Repeat every line of the listing below word for word, leaving out the pictures.
+++ MATERIAL SUPPLIED +++
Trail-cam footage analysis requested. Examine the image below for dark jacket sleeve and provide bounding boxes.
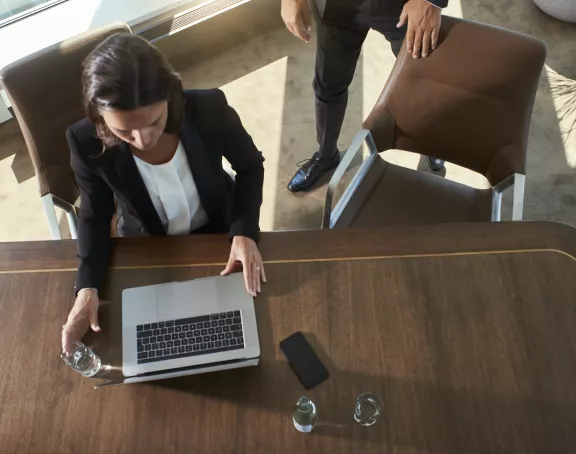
[426,0,448,8]
[66,127,114,292]
[217,90,264,241]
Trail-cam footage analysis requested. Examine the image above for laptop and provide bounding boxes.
[122,273,260,383]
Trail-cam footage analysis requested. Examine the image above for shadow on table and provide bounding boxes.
[151,333,576,454]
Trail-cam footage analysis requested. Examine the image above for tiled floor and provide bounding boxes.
[0,0,576,241]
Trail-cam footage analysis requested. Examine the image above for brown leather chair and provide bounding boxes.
[0,23,130,239]
[322,17,546,228]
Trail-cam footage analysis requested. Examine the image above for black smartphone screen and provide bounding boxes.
[280,331,328,389]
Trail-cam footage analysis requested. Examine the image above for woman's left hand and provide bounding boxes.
[220,236,266,296]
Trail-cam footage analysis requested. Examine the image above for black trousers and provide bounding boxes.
[312,0,406,159]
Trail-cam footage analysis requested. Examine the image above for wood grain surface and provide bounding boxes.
[0,224,576,454]
[0,222,576,273]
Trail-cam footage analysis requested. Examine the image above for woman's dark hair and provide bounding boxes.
[82,33,184,147]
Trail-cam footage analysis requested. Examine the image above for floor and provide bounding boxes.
[0,0,576,241]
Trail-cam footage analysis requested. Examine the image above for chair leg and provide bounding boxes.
[512,173,526,221]
[492,191,502,222]
[66,210,78,240]
[42,194,62,240]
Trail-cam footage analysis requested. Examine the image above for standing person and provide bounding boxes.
[282,0,448,192]
[62,34,266,346]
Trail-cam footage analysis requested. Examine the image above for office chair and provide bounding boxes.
[0,23,130,239]
[322,16,546,228]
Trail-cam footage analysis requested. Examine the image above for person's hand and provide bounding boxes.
[220,236,266,296]
[62,289,101,348]
[281,0,312,43]
[397,0,442,58]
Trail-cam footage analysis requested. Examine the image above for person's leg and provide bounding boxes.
[288,20,368,192]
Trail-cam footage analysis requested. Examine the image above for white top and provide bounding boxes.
[134,142,208,235]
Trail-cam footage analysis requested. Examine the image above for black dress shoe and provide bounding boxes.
[288,152,340,192]
[426,156,444,172]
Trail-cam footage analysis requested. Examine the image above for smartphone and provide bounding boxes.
[280,331,328,389]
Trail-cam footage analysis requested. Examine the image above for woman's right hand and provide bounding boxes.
[281,0,312,43]
[62,288,101,348]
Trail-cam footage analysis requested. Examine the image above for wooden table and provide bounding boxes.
[0,223,576,454]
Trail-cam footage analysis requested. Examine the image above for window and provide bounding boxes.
[0,0,66,27]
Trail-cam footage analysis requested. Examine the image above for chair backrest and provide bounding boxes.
[364,16,546,184]
[0,23,130,204]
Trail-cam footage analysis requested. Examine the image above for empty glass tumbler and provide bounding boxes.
[60,341,102,377]
[354,393,382,427]
[292,396,318,433]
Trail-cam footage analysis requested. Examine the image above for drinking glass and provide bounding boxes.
[60,341,102,377]
[354,393,382,427]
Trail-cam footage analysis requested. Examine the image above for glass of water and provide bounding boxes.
[354,393,382,427]
[60,341,102,377]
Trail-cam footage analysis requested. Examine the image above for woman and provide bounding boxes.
[62,34,266,345]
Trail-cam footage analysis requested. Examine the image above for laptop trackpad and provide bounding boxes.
[156,278,218,321]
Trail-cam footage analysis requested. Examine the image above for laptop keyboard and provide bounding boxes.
[136,311,244,364]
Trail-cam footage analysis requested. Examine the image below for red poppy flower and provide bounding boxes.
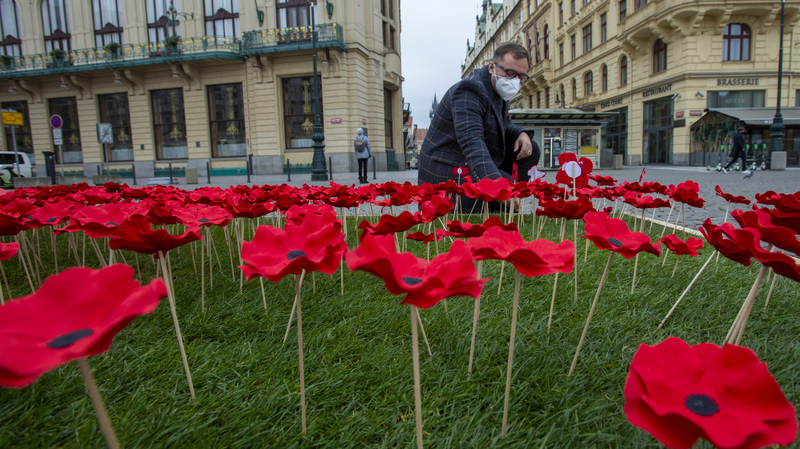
[446,215,519,238]
[700,218,753,267]
[462,177,514,201]
[669,180,706,208]
[358,211,420,240]
[536,196,594,220]
[583,212,661,259]
[714,186,751,204]
[419,195,453,223]
[0,242,19,261]
[108,220,202,257]
[0,265,167,387]
[467,226,575,277]
[622,192,672,209]
[239,216,347,281]
[661,234,703,257]
[625,337,797,449]
[556,152,594,188]
[345,234,487,309]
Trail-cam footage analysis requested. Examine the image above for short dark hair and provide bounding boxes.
[492,42,529,62]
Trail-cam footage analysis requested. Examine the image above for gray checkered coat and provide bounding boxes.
[419,66,522,183]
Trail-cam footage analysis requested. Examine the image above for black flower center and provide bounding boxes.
[686,394,719,416]
[286,249,308,260]
[403,276,422,285]
[47,329,94,349]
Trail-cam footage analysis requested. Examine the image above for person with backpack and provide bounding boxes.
[353,128,372,184]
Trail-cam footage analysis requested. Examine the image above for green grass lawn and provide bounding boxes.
[0,216,800,449]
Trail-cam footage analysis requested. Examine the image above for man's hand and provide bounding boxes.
[514,132,533,160]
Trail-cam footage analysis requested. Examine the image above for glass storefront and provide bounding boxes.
[642,97,673,164]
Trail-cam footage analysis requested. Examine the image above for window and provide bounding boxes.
[0,0,21,56]
[92,0,122,48]
[383,89,394,149]
[570,34,575,61]
[278,0,316,28]
[653,39,667,73]
[583,23,592,53]
[600,13,608,44]
[722,23,750,61]
[42,0,72,53]
[0,101,34,156]
[150,89,189,159]
[583,72,594,97]
[205,0,240,38]
[283,76,323,150]
[619,56,628,86]
[544,25,550,59]
[97,93,133,162]
[47,97,83,164]
[145,0,181,44]
[208,83,247,157]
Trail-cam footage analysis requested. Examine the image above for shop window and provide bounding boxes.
[722,23,750,61]
[0,101,34,156]
[150,89,189,159]
[47,97,83,164]
[92,0,122,48]
[208,84,247,157]
[42,0,72,53]
[97,93,133,162]
[205,0,239,38]
[283,76,323,150]
[0,0,21,56]
[653,39,667,73]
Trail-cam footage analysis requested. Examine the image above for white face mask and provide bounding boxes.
[492,66,521,101]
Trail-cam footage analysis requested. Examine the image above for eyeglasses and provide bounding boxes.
[494,62,528,84]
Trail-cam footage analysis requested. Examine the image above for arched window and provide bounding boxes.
[0,0,22,56]
[42,0,72,53]
[544,25,550,59]
[653,39,667,73]
[619,56,628,86]
[92,0,122,48]
[145,0,181,44]
[205,0,239,38]
[583,72,594,97]
[722,23,750,61]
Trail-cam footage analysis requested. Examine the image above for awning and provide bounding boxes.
[508,109,619,128]
[692,108,800,127]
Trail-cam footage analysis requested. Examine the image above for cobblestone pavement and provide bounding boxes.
[166,166,800,229]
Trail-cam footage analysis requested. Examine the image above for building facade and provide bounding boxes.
[465,0,800,165]
[0,0,405,177]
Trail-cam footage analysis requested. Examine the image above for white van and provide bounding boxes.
[0,151,33,178]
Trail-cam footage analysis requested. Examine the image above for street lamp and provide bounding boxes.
[769,0,786,161]
[308,0,328,181]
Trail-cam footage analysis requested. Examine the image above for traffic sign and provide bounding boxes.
[3,111,25,126]
[50,114,64,129]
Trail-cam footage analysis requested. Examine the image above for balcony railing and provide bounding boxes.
[242,23,346,54]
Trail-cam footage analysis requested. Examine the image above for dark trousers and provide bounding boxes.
[358,159,369,181]
[725,151,747,171]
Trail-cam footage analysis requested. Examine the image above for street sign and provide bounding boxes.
[97,123,114,143]
[50,114,64,129]
[3,111,25,126]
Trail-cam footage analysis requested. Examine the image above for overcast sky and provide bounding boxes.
+++
** WRITTEN SOLUTION **
Trail-cam footage analysis requested. Examine the image below for dark jacket sleeve and provide bounding boxes.
[426,0,448,8]
[66,127,114,292]
[217,90,264,241]
Trail-cam footage analysis requested. Examine the image above for laptop and provide bounding boxes.
[122,273,260,383]
Trail-cam footage analysis requested. Examine the image above for shadow on table and provide bounding boxes.
[151,333,576,454]
Trail-cam footage analysis requested. Examine the image above for tiled floor and provide bounding boxes.
[0,0,576,241]
Trail-cam footage analysis requested. Examine the image above for brown leather chair and provide bounding boxes.
[0,23,130,239]
[322,17,546,228]
Trail-cam footage analysis requested. Examine the image above for black smartphone screen and provide bounding boxes.
[280,331,328,389]
Trail-cam footage analysis requested. Examine the image above for woman's left hand and provide bounding boxes.
[220,236,266,296]
Trail-cam footage analysis requested. Examine the image above for black trousers and provide bounding boxes.
[312,0,406,159]
Trail-cam footage analysis requested. Examine the image above for wood grain surface and provide bounding boxes.
[0,224,576,454]
[0,222,576,273]
Trail-cam footage analysis requested. Examine the image above for woman's dark hair and provide bounding boxes.
[82,33,184,147]
Trail-cam footage analysis requested. Examine the image above for floor and provide bounding boxes.
[0,0,576,241]
Trail-cam footage analysis requested. Examine the image above for chair leg and provide bounding boxes.
[512,173,526,221]
[492,191,502,222]
[66,210,78,240]
[42,194,62,240]
Trail-cam footage analysis requested. Examine the image above for standing person and provide bounding boxes.
[282,0,448,192]
[62,34,266,346]
Trail-cam footage analysis requested. Examine the image above for office chair and provide bounding boxes.
[0,23,130,239]
[322,16,546,228]
Trail-cam footage analysis requested. Examine the image above for person's hand and provide bounding boxes.
[220,236,266,296]
[62,289,101,348]
[281,0,312,43]
[397,0,442,58]
Trail-cam footage analysis requested. Examine the image above for person's leg and provide bounding boxes.
[288,20,368,192]
Trail-cam footage analysis requested. Examine the image above for white top and provide bounding boxes.
[134,142,208,235]
Trail-cam footage analysis requested. Examine the image above for black dress shoe and provide bounding boxes.
[288,152,340,192]
[426,156,444,172]
Trail-cam footage analysis requested. Examine the image above for smartphone and provide bounding boxes.
[280,331,328,389]
Trail-cam footage analysis requested. Examine the image above for woman's right hand and provide bounding boxes.
[281,0,312,43]
[62,288,101,348]
Trail-cam footage analysis requested. Examine the image above for wooden table and provide bounding boxes.
[0,223,576,454]
Trail-cam footage analysis requested. Examine the image above for window and provide bounding boxes.
[0,0,66,27]
Trail-cam footage analysis requested. Examine the image above for chair backrest and provide bounding boxes.
[364,16,546,184]
[0,23,130,204]
Trail-cam footage analysis requested. Examine the image above for empty glass tumbler and provide bounding boxes.
[60,341,102,377]
[354,393,382,427]
[292,396,318,433]
Trail-cam footage analysis requested. Examine the image above for drinking glass and provide bounding boxes.
[60,341,102,377]
[354,393,382,427]
Trail-cam footage analysis requested. Examine the image above for glass of water and provide bounding boxes.
[354,393,382,427]
[60,341,102,377]
Trail-cam footage analysis requested. Examine the image above for woman and provide bounding boxes.
[62,34,266,345]
Trail-cam footage analysis requested. Examine the image above for laptop trackpad and provide bounding boxes.
[156,278,218,321]
Trail-cam footage analysis requested. Examine the image above for laptop keyboard and provide bounding boxes.
[136,311,244,364]
Trail-cam footage analysis requested. Examine the image below for red poppy flower and provide bounding boxes.
[446,215,519,238]
[700,218,753,267]
[462,177,514,201]
[669,180,706,208]
[358,211,420,240]
[536,196,594,220]
[583,212,661,259]
[714,186,751,204]
[419,195,453,223]
[0,242,19,261]
[108,220,202,257]
[0,265,167,387]
[467,226,575,277]
[622,192,672,209]
[239,216,347,281]
[661,234,703,257]
[625,337,797,449]
[556,152,594,188]
[345,234,487,309]
Trail-cam footage analysis requested. Examine the image above for short dark hair and provide bounding boxes.
[492,42,529,62]
Trail-cam footage analysis requested. Examine the image above for gray checkered coat and provide bounding boxes.
[419,66,522,183]
Trail-cam footage analysis requested. Examine the image above for black flower center and provide bounding boxes.
[686,394,719,416]
[286,249,308,260]
[403,276,422,285]
[47,329,94,349]
Trail-cam footage analysis requested. Examine the image above for person with backpack and provide bounding boxes.
[353,128,372,184]
Trail-cam footage analysis requested. Examine the image above for green grass lawn and provide bounding boxes.
[0,216,800,449]
Trail-cam footage analysis requested. Examine the image above for man's hand and provide bounding boxes.
[514,132,533,160]
Trail-cam footage analysis requested. Examine the image above for glass storefront and provide bounding boxes.
[642,97,673,164]
Trail-cam footage analysis requested. Examine the image above for window and provide bounding boxes.
[0,0,21,56]
[92,0,122,48]
[383,89,394,149]
[570,34,575,61]
[278,0,316,28]
[653,39,667,73]
[583,23,592,53]
[600,13,608,44]
[722,23,750,61]
[42,0,72,53]
[0,101,34,156]
[150,89,189,159]
[583,72,594,97]
[205,0,240,38]
[283,76,323,150]
[619,56,628,86]
[544,25,550,59]
[97,93,133,162]
[47,97,83,164]
[145,0,181,44]
[208,83,247,157]
Trail-cam footage analysis requested. Examine the image above for shop window and provide bounding boxes.
[722,23,750,61]
[0,101,34,156]
[150,89,189,159]
[47,97,83,164]
[92,0,122,48]
[208,84,247,157]
[42,0,72,53]
[97,93,133,162]
[205,0,239,38]
[283,76,323,150]
[0,0,21,56]
[653,39,667,73]
Trail-cam footage analysis requested. Examine the image above for white face mask and provide bounding boxes.
[492,66,521,101]
Trail-cam footage analysis requested. Examine the image above for eyeglasses and provide bounding boxes.
[494,62,528,84]
Trail-cam footage analysis requested. Examine the image above for arched window and provide bounding boxes.
[0,0,22,56]
[42,0,72,53]
[544,25,550,59]
[653,39,667,73]
[619,56,628,86]
[92,0,122,48]
[145,0,181,44]
[205,0,239,38]
[583,72,594,97]
[722,23,750,61]
Trail-cam footage analysis requested. Examine the image above for awning and provide bounding boxes.
[508,109,619,128]
[692,108,800,127]
Trail-cam footage analysis requested. Examine the image above for cobblestone pavement and provide bounding boxes.
[166,166,800,229]
Trail-cam footage analysis requested. Examine the image above for building facade and provide bounding boxes.
[465,0,800,165]
[0,0,405,177]
Trail-cam footage analysis requested. Examine the image above for white van and provide bounding boxes.
[0,151,33,178]
Trail-cam footage analysis requested. Examine the image above for street lamp and provide bounding boxes.
[769,0,786,161]
[308,0,328,181]
Trail-cam footage analysis requested. Examine the image above for traffic sign and provide bounding boxes.
[3,111,25,126]
[50,114,64,129]
Trail-cam footage analysis requested. Examine the image above for balcony railing and provide bounding boxes.
[242,23,346,54]
Trail-cam footage analysis requested. Examine the image above for dark trousers and provide bounding boxes.
[358,159,369,181]
[725,151,747,171]
Trail-cam footage analysis requested. Examine the image above for street sign and provide bounding boxes.
[97,123,114,143]
[50,114,64,129]
[3,111,25,126]
Trail-cam footage analysis requested. Examine the image above for overcast sky and provide bounding boxes.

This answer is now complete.